## [DOKUMENT]
---+---

Das renommierte Tanztheater "Zhyttya" erzählt in einer eindrucksvollen Multimedia-Darstellung die Geschichte der Ukraine. Noch in der Nacht nach dem Auftritt in Neufahrn reist die Truppe wieder zurück nach Lwiw. Im Gepäck 2550 Euro an Spenden, die an diesem Abend zusammengekommen sind.

Von Charline Schreiber, Neufahrn

Zwischen Schulplakaten zu Klima- und Plastikverschmutzung taucht das Bühnenlicht die Tänzer des ukrainischen Tanztheaters "Zhyttya" in blaue Farbe. Es ist Donnerstag, 20 Uhr. Die Stuhlreihen in der Aula des Oskar-Maria-Graf Gymnasiums sind belegt. Jung und Alt wollen hier heute sehen und hören, was das Theater ihnen zu erzählen hat. Ketten rascheln, die Rotoren eines Helikopters ertönen. Synchron zum Video im Hintergrund beginnt der erste Tanz.

Zhyttya bedeutet übersetzt "Das Leben". Das renommierte Tanztheater aus Lwiw gewann gemeinsam mit der Sängerin Ruslana Lyschytschko 2004 den Eurovision-Song-Contest in Istanbul, im Oktober vergangenen Jahres feierten sie ihr 35. Jubiläum. Unter der Leitung der Regisseurin Iryna Mazur haben die Artisten diverse Projekte realisiert. Nachdem vor acht Jahren die Krim annektiert wurde, war Mazur auf die Idee zu "Reminiszenzen.UA" gekommen. Reminiszenzen heißt Erinnerung. Erinnern wollen sie an die 300-jährige Geschichte der Ukraine. An Krieg und Angst und Unterdrückung. Aber auch an Glaube, Leben und Hoffnung.

---+---

## [BEREITGESTELLTE UNTERLAGEN]
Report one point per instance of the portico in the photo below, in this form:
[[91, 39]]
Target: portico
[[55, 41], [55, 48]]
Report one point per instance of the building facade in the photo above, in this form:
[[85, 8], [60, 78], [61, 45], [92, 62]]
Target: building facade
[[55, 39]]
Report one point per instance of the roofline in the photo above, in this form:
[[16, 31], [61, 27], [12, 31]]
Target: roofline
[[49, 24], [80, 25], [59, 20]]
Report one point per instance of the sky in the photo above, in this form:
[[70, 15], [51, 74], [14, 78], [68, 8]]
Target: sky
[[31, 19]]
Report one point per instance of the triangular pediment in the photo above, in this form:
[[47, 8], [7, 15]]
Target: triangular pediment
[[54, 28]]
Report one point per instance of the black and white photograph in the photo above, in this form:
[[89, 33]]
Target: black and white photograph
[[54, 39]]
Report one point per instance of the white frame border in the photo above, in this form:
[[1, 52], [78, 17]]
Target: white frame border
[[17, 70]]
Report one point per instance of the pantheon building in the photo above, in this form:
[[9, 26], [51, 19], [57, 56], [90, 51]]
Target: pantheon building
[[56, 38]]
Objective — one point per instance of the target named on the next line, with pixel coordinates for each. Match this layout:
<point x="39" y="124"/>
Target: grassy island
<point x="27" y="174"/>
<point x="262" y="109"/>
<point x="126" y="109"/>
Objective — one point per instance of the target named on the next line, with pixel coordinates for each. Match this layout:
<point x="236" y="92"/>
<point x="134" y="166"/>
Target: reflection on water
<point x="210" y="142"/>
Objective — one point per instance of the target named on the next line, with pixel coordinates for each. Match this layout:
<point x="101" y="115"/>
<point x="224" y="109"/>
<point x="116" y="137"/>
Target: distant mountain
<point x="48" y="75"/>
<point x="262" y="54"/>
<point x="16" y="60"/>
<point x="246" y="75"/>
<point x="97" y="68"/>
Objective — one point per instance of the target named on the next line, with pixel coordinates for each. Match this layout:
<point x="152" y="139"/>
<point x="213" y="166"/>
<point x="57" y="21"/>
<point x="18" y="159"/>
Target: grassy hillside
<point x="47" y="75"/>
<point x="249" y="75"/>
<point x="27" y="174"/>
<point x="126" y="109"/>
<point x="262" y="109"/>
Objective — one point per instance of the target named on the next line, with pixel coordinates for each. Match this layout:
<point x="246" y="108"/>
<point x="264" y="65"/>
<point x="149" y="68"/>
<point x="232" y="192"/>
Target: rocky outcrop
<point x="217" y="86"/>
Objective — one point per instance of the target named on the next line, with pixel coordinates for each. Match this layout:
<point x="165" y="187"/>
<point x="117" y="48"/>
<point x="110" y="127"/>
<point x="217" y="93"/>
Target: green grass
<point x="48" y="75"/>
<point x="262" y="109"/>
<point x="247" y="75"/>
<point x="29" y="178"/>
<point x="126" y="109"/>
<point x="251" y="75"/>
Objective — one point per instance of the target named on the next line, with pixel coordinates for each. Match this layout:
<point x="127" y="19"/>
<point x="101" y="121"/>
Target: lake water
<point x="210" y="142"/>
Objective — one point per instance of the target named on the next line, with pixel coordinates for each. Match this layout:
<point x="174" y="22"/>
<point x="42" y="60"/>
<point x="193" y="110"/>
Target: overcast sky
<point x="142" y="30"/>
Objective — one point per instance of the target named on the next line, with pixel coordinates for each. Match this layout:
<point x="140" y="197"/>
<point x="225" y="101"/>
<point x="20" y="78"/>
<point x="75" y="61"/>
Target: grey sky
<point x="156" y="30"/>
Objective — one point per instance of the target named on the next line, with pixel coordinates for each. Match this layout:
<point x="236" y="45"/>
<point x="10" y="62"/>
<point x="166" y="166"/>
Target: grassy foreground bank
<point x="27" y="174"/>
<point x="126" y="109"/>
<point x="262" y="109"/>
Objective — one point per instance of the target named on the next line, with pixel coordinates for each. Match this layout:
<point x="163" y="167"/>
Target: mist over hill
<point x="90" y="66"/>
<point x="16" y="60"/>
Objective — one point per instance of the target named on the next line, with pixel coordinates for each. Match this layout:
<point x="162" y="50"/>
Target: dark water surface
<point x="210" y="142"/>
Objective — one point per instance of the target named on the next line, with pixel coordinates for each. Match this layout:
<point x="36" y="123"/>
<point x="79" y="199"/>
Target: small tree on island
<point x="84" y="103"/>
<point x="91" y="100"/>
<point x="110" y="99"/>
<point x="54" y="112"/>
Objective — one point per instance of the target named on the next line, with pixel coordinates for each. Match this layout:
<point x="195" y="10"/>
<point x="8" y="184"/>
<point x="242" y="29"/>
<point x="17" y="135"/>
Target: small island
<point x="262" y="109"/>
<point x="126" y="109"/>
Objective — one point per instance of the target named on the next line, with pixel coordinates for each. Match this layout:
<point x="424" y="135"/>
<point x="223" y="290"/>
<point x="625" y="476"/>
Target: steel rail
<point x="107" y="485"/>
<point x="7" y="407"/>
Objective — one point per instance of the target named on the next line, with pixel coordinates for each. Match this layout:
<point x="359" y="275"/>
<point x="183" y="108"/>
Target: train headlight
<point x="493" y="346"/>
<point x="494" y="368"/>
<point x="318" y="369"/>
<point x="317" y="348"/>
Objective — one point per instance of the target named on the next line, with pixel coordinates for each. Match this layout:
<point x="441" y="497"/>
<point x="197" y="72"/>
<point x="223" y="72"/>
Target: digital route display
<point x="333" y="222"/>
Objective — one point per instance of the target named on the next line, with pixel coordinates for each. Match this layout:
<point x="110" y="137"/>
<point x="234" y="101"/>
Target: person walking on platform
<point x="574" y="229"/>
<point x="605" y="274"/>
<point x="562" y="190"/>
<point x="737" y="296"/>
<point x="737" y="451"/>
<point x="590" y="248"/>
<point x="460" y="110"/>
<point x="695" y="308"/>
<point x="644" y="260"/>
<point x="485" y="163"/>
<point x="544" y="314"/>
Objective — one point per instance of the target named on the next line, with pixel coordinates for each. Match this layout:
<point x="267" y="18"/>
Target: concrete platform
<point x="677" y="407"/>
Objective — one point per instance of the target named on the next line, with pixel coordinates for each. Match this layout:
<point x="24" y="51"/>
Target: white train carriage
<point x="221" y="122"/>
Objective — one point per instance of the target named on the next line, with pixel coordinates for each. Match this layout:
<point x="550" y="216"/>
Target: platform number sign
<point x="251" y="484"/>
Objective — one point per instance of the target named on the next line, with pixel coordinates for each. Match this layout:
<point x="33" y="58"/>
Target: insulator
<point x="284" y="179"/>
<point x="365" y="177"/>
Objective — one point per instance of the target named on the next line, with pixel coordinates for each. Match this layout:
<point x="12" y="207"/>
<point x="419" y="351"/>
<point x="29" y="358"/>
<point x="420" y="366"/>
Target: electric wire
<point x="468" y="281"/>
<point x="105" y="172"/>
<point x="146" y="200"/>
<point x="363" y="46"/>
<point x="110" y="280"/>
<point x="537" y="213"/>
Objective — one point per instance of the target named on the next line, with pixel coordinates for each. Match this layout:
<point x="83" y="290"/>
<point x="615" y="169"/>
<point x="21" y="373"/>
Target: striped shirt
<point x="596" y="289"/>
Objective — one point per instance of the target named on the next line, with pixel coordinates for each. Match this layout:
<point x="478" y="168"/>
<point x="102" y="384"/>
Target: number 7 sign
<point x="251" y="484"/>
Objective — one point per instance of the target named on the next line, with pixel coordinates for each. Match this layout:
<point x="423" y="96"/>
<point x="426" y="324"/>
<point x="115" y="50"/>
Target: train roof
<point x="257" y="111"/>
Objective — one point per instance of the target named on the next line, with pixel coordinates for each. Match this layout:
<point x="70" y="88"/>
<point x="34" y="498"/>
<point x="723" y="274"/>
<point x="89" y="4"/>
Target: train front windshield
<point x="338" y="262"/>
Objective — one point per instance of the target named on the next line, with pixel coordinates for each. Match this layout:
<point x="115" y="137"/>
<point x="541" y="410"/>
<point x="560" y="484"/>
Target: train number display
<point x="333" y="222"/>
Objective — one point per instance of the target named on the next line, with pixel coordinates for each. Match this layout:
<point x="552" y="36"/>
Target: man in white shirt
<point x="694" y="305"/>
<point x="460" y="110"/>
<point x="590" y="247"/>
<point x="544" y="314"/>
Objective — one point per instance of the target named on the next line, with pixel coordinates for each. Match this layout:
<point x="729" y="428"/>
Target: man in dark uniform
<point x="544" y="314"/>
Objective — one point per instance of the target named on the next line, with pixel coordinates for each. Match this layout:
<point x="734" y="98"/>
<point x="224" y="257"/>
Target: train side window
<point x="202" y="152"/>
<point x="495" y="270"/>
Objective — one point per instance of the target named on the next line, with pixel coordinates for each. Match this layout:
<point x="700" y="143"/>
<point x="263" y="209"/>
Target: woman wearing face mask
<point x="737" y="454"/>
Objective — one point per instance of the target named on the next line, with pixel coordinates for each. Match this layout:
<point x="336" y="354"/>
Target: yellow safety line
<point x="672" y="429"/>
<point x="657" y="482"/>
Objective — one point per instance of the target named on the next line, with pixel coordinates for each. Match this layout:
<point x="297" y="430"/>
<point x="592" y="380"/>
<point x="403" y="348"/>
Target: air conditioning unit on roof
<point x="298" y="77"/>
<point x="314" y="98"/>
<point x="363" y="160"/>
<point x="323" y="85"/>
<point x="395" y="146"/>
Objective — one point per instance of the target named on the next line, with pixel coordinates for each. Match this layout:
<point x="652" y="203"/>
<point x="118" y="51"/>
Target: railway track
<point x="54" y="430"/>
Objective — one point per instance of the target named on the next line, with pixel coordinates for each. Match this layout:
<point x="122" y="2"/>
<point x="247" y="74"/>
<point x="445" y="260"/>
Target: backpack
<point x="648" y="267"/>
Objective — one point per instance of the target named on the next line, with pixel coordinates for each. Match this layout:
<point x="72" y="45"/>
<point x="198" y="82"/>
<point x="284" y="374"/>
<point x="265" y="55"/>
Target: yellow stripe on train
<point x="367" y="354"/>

---+---

## [ZU BEARBEITENDE AUFGABEN]
[A] Filtern Sie die Auflistung und übernehmen Sie jede Zeile, welche die Zeichenfolge „dark“ enthält.
[B] Führen Sie den Artikel über das Tanztheater „Zhyttya“ im Anschluss an seinen letzten Satz fort.

## [LÖSUNGEN JE AUFGABE]
[A]
Target: dark water surface
Target: man in dark uniform

[B]
Erinnern wollen sie an die 300-jährige Geschichte der Ukraine... (Foto: Marco Einfeldt)
...an Krieg und Angst und Unterdrückung... (Foto: Marco Einfeldt)
...aber auch an Glaube, Leben und Hoffnung. (Foto: Marco Einfeldt)

Auf der Bühnenleinwand erscheint die Jahreszahl 2022, dann wird runtergezählt, bis zum Jahr 1627. Hier beginnt die Chronik. In emotionalen Tänzen, Liedern und Videoinstallationen erzählen die Künstlerinnen und Künstler, wie der Ukraine ihre Sprache aberkannt wurde. Sie erzählen vom Erlass hunderter Dekrete des russischen Reichs zwischen 1627 und 1910, um die ukrainische Sprache zu verbieten. Erzählen davon, wie Museen, Bibliotheken und Schulen zerstört wurden, wie das Sowjetregime Anfang der zwanziger Jahre die Ukraine in zwei Kulturen einteilte - die städtisch-russische und die ländlich-ukrainische Kultur. Sie erzählen die Geschichte der Kreativ-Intellektuellen, von denen 80 Prozent in den dreißiger Jahren getötet worden seien, von der Novelle der "Sechziger", einer Oppositionsbewegung gegen die Sowjetunion.

"Butscha, Irpin, Mariupol - Städte im Zentrum Europas, die in Blut und Tränen ertrinken."

Dann kommen sie im Jahr 2022 an. "Es ist das 21. Jahrhundert!" prangert einer der Künstler an. "Butscha, Irpin, Mariupol - Städte im Zentrum Europas, die in Blut und Tränen ertrinken. Millionen Menschen wurden vertrieben, Tausende getötet, ausgeraubt, vergewaltigt."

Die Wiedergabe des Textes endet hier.